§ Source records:

○ ○ ○

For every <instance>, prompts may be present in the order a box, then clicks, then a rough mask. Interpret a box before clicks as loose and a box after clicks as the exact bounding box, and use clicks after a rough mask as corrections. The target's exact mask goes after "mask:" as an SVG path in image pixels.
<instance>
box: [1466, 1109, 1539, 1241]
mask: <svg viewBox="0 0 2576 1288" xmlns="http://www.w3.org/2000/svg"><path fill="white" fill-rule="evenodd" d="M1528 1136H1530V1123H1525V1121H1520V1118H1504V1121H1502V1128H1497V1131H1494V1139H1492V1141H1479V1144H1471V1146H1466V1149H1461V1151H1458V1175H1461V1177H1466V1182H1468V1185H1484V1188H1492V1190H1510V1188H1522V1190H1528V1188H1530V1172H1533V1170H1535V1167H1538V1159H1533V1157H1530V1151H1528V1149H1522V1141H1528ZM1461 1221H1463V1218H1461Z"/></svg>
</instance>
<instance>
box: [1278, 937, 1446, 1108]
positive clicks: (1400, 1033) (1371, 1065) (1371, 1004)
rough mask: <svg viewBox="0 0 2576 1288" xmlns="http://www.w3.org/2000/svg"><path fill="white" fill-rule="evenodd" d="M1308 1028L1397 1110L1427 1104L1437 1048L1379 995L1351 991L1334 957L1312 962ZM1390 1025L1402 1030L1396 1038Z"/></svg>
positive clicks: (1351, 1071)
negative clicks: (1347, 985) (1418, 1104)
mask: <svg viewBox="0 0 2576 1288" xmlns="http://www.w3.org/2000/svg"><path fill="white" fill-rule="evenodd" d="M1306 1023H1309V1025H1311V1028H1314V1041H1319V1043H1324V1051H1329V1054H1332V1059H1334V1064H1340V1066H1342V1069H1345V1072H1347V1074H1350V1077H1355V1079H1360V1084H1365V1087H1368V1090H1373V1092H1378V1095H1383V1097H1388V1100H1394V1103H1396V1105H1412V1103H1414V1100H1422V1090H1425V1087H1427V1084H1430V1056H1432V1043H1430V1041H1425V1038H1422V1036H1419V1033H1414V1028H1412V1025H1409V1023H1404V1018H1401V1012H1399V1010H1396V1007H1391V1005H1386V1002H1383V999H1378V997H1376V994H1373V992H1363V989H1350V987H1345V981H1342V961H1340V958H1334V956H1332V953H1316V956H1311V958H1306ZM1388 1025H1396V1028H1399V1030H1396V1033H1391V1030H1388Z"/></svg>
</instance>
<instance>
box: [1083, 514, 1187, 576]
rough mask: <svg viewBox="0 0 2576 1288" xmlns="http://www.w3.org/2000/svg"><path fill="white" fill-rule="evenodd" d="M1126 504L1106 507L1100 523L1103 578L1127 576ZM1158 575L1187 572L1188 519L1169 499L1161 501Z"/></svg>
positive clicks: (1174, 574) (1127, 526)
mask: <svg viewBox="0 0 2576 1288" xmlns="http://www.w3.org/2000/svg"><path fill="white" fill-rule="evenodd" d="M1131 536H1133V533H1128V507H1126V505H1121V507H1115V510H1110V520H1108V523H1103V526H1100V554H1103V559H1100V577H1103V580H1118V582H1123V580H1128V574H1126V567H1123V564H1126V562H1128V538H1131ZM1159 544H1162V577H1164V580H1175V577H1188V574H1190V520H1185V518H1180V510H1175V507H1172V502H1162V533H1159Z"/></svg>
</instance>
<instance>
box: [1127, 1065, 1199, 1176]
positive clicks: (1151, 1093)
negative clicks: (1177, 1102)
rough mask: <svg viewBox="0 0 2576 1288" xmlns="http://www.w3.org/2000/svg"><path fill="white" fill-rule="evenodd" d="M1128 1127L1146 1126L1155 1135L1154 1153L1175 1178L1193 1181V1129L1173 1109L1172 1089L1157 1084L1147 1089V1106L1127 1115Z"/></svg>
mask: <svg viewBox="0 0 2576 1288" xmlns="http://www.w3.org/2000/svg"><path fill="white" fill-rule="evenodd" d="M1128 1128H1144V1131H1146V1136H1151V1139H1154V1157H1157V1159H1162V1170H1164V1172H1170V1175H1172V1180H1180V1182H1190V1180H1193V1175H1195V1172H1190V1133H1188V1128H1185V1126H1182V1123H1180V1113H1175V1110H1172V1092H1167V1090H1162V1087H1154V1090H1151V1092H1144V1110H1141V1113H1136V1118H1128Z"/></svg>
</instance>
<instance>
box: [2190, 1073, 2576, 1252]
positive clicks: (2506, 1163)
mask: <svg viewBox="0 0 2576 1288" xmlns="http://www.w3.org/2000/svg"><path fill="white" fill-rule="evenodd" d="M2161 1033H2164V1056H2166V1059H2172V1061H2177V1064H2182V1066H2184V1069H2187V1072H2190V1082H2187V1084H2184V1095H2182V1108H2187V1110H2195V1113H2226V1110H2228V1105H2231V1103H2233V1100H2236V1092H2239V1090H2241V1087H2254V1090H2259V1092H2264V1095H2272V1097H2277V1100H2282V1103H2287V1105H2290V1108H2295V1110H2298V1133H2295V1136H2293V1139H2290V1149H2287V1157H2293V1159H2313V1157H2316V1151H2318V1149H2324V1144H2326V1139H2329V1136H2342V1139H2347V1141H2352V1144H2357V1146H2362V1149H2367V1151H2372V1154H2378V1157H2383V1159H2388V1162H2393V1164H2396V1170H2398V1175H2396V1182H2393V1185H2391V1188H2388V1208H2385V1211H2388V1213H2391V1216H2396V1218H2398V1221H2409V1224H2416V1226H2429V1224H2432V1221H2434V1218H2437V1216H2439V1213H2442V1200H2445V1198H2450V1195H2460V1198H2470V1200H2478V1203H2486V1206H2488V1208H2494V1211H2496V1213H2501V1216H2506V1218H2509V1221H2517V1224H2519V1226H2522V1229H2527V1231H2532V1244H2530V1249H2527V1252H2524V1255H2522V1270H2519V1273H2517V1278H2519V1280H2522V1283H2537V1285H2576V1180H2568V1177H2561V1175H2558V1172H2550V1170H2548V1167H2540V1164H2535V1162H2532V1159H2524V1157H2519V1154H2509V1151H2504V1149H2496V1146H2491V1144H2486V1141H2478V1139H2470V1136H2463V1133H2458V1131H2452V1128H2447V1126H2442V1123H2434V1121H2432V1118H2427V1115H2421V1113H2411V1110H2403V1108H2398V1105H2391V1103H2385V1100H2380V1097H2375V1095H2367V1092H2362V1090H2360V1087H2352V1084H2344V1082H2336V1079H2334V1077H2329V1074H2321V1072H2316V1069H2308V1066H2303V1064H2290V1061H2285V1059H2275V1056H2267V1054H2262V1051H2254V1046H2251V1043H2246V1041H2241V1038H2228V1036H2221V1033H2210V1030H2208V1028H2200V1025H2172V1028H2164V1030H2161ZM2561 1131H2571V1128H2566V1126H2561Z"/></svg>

○ ○ ○

§ The task: Transcribe the records above exactly, from the opening line down to and including the line with "positive clicks: (1351, 1071)".

§ Solution for this exercise:
For every <instance>, prompts may be present in the order a box, then clicks, then a rough mask. Interpret a box before clicks as loose and a box after clicks as the exact bounding box, and use clicks after a rough mask as corrections. The target's exact mask goes after "mask:" as an SVG path in image pixels.
<instance>
box: [1466, 1109, 1539, 1241]
mask: <svg viewBox="0 0 2576 1288" xmlns="http://www.w3.org/2000/svg"><path fill="white" fill-rule="evenodd" d="M1528 1136H1530V1123H1525V1121H1520V1118H1504V1121H1502V1128H1497V1131H1494V1139H1492V1141H1479V1144H1471V1146H1466V1149H1461V1151H1458V1175H1461V1177H1466V1182H1468V1185H1484V1188H1492V1190H1510V1188H1522V1190H1528V1188H1530V1172H1533V1170H1535V1167H1538V1159H1533V1157H1530V1151H1528V1149H1522V1141H1528ZM1461 1221H1463V1218H1461Z"/></svg>
</instance>
<instance>
box: [1278, 937, 1446, 1108]
positive clicks: (1400, 1033) (1371, 1065) (1371, 1004)
rough mask: <svg viewBox="0 0 2576 1288" xmlns="http://www.w3.org/2000/svg"><path fill="white" fill-rule="evenodd" d="M1308 1028L1397 1110L1427 1104L1437 1048L1379 995L1351 991L1334 957L1312 962ZM1390 1025L1402 1030L1396 1038Z"/></svg>
positive clicks: (1351, 1071)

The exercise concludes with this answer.